>> Begin
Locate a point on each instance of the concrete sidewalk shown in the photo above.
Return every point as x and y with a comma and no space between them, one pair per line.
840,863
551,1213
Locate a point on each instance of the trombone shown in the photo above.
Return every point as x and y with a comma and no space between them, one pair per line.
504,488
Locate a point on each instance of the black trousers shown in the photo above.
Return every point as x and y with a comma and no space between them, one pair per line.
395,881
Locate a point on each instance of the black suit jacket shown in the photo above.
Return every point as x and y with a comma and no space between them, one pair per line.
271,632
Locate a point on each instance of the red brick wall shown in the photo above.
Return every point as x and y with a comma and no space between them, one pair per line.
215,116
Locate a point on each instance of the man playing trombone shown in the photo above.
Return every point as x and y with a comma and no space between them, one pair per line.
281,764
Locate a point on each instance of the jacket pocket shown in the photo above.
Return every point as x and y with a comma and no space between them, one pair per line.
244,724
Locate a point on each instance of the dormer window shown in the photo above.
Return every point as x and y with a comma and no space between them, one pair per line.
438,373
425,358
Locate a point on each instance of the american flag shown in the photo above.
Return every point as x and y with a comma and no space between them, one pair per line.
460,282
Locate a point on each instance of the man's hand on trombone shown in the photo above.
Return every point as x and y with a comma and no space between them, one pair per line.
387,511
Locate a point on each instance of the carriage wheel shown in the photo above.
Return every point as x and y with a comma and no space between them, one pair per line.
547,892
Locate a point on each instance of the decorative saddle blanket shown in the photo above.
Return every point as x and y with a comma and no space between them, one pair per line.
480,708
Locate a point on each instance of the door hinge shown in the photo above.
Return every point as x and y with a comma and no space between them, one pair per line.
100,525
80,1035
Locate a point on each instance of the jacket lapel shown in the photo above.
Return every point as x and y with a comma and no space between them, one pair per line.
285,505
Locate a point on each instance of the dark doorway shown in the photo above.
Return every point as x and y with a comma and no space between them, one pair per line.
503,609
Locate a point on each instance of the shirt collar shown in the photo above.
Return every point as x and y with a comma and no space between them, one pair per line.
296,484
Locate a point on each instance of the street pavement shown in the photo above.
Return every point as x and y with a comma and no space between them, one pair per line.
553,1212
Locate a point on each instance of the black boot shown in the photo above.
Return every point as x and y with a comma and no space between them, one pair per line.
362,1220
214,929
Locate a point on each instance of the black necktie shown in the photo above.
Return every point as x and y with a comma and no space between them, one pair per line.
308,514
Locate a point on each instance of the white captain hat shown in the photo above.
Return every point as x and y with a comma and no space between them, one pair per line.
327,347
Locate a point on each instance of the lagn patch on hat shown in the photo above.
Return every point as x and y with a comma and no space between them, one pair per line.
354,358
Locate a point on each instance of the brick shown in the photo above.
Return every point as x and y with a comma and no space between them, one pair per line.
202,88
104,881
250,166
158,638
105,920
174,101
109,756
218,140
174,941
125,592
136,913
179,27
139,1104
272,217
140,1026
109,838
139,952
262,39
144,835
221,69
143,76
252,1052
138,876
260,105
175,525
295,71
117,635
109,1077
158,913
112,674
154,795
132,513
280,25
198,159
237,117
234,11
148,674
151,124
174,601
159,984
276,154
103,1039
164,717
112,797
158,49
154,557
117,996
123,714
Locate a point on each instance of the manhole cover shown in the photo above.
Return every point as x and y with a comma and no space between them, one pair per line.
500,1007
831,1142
>> End
▶ EXERCISE GOAL:
Copy all of the data above line for line, without changing anything.

▶ CORRECT RESPONSE:
Locate a point on each instance of the concrete sidewalk shown in the photo above.
Return every point as x and y with a comma and no space between them, one pair per line.
840,863
551,1213
Locate a point on each instance of the trombone shown in the photo above.
Return every point as x and y with a comma and no space between them, one pair per line.
504,488
Locate a point on each instance of the black trousers shown in the photo above.
Return every point as x and y with a comma and no space between them, one pair per line.
395,881
Locate a point on each instance of the black suit jacket shown in the photo above.
Return every point as x and y with a comma and no space between them, one pair per line.
271,632
Locate a point on each instance of the red brick wall shown in the photo above.
Return every point as x and y with a comma and no space between them, one pair per line.
215,116
Locate a point on each instance of the man playing trombone shown in the photo above.
Return every point as x and y with a comma and no space between them, one pair per line.
281,764
Locate a point on each instance of the jacket pocket shown in the photo above.
Return every point as x and y with a comma and no space between them, one pair per line.
244,724
Locate a point on each instance of the dormer window shown in the photo above.
Return every point as x and y with a comma and no space between them, one pair per line.
438,373
425,358
Locate a point on each instance of the american flag shown in the photo above.
Return every point as x and y with a comma and no space between them, one pair per line.
460,282
Locate a point on each instance of the man's hand on trombone shown in the photo above.
Return every point as x and y with a comma and no space between them, one pair per line.
387,511
Locate a point on each instance of the carriage wheel shown in the photo above.
Return every point as x and y with a comma and no space between them, one pair per line.
547,892
Locate a point on each instance of the decorative saddle blanket shown in the photo above.
Return every point as x and y with a comma and no space between them, one pair per line.
480,708
Locate a point on each instance of the door hinge shown in the photo above.
Return every point as x and y with a comma and no space between them, one pair per line.
100,525
80,1035
Locate a point on each instance of the jacket lapel shown in the photo above.
Return every point as x and y with a comma and no space between them, one pair per line.
285,505
Locate a point on each instance of the dark doorway shown in the photo above.
Return every point as x and y with a comma and no space between them, one pair per line.
503,609
Locate a point on each instance of the shirt collar shown in the photo above.
Return every point as x and y with a comma and no space between them, one pair per line.
296,484
Locate a point on each instance of the street pavement shown in the photo above.
Return every point as x and y with a comma and no space between them, one pair per line.
553,1212
Locate a point on each instance of the black boot shown in the photo above.
Return every point as x and y with a comma and no space between them, one pair per line.
362,1220
214,929
Locate a point on each instance of the black necktie shown in the photo above.
Return every point as x and y with a comma and no space between them, one pair per line.
308,514
Locate a point on each instance of the white captain hat shown in the photo above.
Return every point as x and y with a comma and no space between them, one pair per line.
327,347
Locate a point on each instance of the lagn patch on hat shown in the photo above.
Return every point as x and y with a comma and no space between them, one pair per line.
354,358
Locate a point on each instance of the brick shown in the photo above.
Return every point as x and y with a comma and no space between them, one pair per line.
202,88
104,881
250,166
158,638
105,920
174,101
109,756
218,140
174,941
125,592
136,913
179,27
139,1104
272,217
140,1026
109,838
139,952
262,39
144,835
221,69
143,76
252,1052
138,876
260,105
175,525
295,71
117,635
109,1077
158,913
112,674
154,795
132,513
280,25
198,159
237,117
234,11
148,674
151,124
174,601
159,984
276,154
103,1039
164,717
112,797
158,49
154,557
117,996
123,714
Locate a point on each instance of the manhole cover shown in the photo above.
Return every point as x and y with a comma and no space between them, one pair per line.
500,1007
831,1142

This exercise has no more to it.